▶ [PROVIDED RECORDS]
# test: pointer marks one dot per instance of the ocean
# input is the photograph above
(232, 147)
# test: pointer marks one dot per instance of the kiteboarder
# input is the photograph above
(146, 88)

▶ [WHAT IS ASKED] Swap "pointer" for "cursor" wherever it occurs in the data above, and reproduce every line otherwise unchanged.

▶ [EXPECTED ANSWER]
# test: cursor marks one dot per instance of the ocean
# input is the photograph above
(232, 147)
# test: cursor marks one dot per instance of the kiteboarder
# input is the photograph above
(146, 88)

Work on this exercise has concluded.